» Fragmento de página:

Y cientos de revelaciones verídicas muestran que la Virgen los visita, los consuela, intercede por ellos y a veces los libera a todos… La devoción a Nuestra Señora del Sufragio sirve para recordarnos que deberemos pagar el precio de los pecados veniales, y que debemos implorar a la Virgen María para que nos ayude a evitar los pecados, las negligencias, las frialdades que, por así decirlo, son el bosque del purgatorio; y a la vez para que nos haga amar la penitencia y la mortificación, así como el fervor, que son los medios de cumplir nuestro purgatorio en la tierra… ¡Oh, cuánta confianza despiertan esas reflexiones en nuestros corazones y cuánto amor sentimos crecer en María!» (Tratado sobre el Corazón de María). En 1881 Francisco compra una mansión en Benevello, cerca de Alba, donde abre una casa para la instrucción y formación cristiana de las chicas entre los siete y los quince años.
El 31 de enero de 1888 muere san Juan Bosco. Al enterarse de ello, Francisco exclama: «¡Acaba de morir un santo!». Dos meses después, el 27 de marzo, él mismo entrega su alma a Dios. En un acto de consagración al Sagrado Corazón de Jesús agonizante en el huerto, había escrito: «¿Qué podría devolveros por semejante exceso de amor? A la espera del momento supremo de la agonía, me ofrezco por entero a vos en holocausto… ¡Oh Corazón de Jesús!, os consagro mi cuerpo y acepto todos los sufrimientos que queráis enviarme; os consagro mi alma y me someto a todas las formas de aridez, de tristeza y de desolación por las que deba pasar».

» Tarea propuesta 1:
Según el fragmento sobre Francisco, ¿en qué año compra una mansión en Benevello?
» Tarea propuesta 2:
Retoma el fragmento sobre Francisco y prolonga su redacción a partir de la última oración.
Las filas no intervienen en esto.

» Extractos de datos:

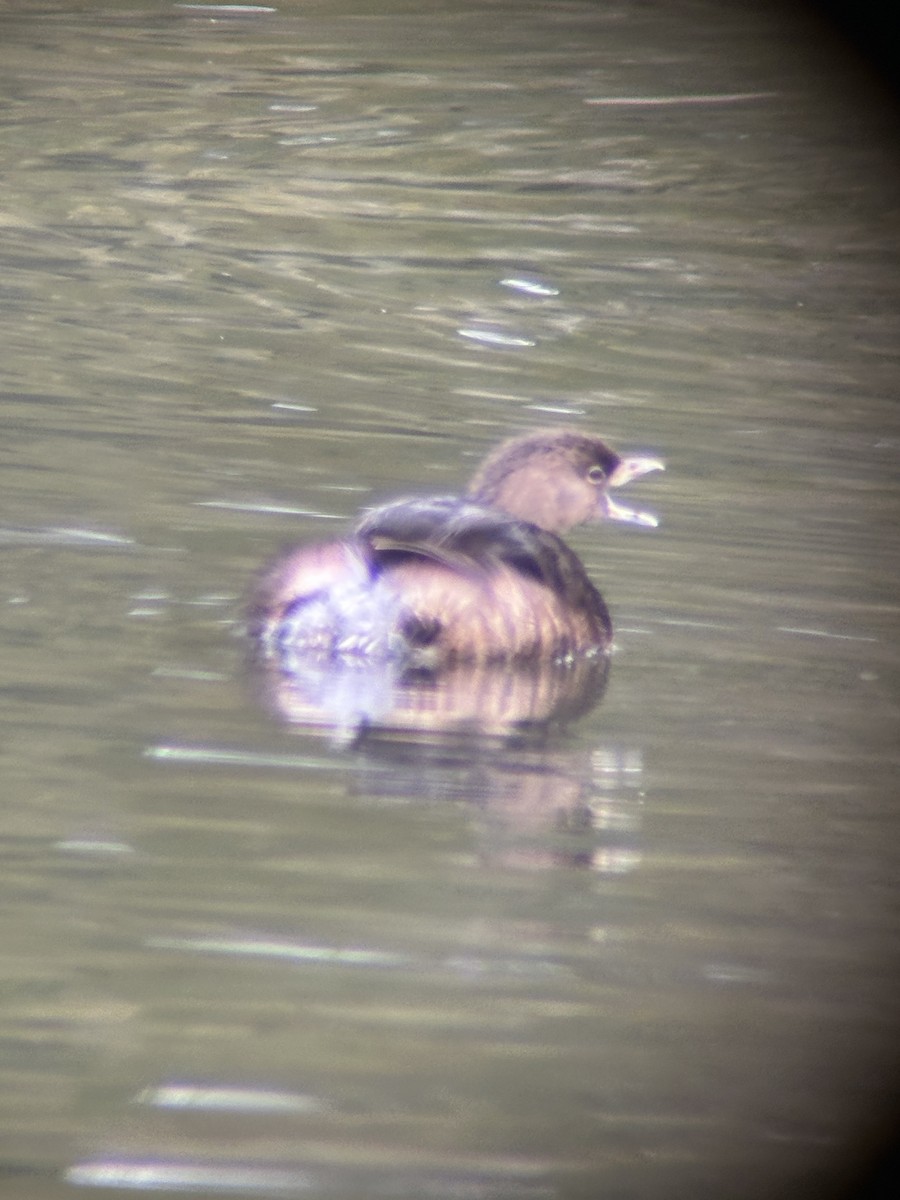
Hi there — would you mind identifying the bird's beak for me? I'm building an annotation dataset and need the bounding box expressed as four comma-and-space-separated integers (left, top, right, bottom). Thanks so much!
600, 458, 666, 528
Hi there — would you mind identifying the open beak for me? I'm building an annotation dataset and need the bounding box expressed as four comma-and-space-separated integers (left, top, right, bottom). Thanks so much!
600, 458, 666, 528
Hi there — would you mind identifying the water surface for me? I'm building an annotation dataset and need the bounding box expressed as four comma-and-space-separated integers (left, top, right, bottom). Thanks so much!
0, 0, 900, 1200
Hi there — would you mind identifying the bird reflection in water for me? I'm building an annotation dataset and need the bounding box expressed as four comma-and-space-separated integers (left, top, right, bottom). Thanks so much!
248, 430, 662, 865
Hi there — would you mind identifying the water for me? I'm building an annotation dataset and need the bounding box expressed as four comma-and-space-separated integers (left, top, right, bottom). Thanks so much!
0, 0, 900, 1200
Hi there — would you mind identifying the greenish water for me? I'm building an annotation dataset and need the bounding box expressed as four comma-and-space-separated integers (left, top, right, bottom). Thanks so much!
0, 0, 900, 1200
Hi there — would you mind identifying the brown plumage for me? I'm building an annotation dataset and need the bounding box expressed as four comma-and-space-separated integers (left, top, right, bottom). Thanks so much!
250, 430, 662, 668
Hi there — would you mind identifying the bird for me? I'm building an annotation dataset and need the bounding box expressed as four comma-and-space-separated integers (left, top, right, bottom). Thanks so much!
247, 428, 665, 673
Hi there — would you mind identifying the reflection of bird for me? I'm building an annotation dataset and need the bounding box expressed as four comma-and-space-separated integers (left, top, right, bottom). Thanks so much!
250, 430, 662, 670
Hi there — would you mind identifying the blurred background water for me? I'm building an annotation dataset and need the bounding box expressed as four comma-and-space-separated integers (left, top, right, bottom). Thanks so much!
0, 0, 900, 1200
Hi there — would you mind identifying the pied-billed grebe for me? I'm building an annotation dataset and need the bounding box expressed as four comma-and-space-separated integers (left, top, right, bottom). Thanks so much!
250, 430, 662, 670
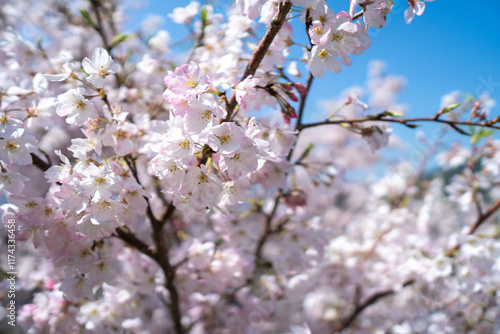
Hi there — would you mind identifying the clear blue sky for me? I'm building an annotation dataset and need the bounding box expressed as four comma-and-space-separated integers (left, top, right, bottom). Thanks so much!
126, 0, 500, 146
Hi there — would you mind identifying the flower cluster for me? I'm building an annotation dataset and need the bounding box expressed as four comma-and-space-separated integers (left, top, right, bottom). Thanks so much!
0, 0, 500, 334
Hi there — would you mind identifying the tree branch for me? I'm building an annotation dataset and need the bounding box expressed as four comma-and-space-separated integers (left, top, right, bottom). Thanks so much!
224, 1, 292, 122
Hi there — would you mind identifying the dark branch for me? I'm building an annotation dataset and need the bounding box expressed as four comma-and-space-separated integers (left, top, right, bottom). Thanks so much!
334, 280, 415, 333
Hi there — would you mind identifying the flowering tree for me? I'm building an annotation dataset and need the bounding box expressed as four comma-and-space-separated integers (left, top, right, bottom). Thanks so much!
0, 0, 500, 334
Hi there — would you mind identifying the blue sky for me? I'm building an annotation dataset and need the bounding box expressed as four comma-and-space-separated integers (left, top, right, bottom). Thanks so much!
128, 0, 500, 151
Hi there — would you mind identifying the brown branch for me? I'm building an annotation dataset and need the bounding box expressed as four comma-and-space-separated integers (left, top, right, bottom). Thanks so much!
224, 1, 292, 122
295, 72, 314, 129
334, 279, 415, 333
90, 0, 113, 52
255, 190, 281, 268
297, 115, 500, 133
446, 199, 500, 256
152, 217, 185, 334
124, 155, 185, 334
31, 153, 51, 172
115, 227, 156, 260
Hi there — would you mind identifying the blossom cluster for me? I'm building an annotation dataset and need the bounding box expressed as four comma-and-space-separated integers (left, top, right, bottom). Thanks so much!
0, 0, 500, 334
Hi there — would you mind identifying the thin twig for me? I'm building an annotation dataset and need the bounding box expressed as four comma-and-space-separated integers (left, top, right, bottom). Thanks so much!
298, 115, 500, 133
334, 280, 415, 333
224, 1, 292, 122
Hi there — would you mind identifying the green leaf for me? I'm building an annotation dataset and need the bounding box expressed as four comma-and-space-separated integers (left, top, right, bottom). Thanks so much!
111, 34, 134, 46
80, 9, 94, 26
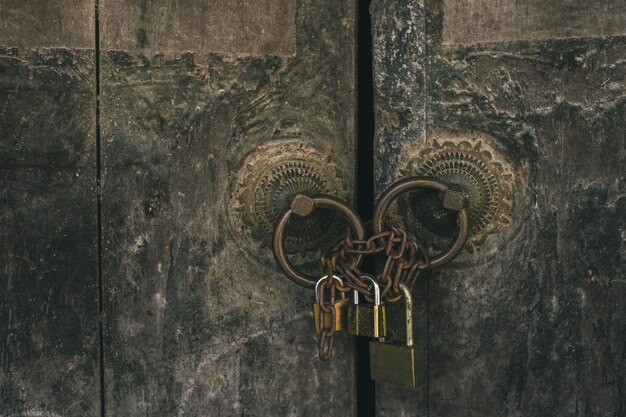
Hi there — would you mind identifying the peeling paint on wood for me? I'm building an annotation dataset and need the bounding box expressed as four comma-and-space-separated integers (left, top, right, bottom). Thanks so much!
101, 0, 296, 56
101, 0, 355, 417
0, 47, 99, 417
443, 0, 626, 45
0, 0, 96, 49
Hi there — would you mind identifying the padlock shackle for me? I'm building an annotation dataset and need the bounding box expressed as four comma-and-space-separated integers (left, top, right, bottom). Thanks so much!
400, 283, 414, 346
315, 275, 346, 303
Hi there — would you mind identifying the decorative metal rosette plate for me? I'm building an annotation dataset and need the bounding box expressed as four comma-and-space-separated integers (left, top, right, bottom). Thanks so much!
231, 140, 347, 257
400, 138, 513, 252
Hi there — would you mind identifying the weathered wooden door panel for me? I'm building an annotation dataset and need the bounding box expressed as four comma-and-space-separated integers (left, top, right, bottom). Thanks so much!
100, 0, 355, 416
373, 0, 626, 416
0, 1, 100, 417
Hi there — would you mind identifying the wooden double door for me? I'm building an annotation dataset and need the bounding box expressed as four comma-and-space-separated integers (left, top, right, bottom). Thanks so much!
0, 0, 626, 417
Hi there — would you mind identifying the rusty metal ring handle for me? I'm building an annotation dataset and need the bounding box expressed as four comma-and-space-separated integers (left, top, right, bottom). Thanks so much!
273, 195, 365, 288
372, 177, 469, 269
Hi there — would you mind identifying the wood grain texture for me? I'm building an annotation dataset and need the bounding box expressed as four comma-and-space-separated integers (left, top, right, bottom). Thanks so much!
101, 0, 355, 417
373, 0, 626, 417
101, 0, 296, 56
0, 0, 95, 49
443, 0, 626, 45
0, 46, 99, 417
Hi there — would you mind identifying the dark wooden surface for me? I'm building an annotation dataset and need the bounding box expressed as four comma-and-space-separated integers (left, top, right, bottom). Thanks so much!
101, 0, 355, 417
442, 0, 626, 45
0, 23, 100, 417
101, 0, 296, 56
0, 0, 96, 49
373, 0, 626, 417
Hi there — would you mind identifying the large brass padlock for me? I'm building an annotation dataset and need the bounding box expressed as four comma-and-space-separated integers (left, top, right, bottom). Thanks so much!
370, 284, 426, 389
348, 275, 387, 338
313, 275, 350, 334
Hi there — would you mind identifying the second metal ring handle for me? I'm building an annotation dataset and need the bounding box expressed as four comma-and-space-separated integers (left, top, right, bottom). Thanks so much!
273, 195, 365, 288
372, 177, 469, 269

» Respuesta del ejercicio 1:
En 1881.

» Respuesta del ejercicio 2:
«Francisco Faà di Bruno —decía el Papa san Juan Pablo II— es “un heraldo de la fe y de la caridad”» (2 de octubre de 2002), y en su mensaje a la Superiora General del Instituo de las Hnas Mínimas Nuestra Señora del Sufragio, notaba: «Siempre le animaba un celo interior para cooperar en la salvación de sus hermanos, preocupándose por su fin último. El destino final del hombre es, en efecto, su encuentro con Dios, encuentro ante el que hay que prepararse desde ahora mediante un compromiso constante en la ascesis, rechazando el mal y haciendo el bien… La primera y más elevada de las formas de caridad hacia nuestros hermanos es el celo por su salvación eterna» (14 de septiembre de 2002). ¡Pidamos al beato que nos ayude a practicar esa forma de caridad!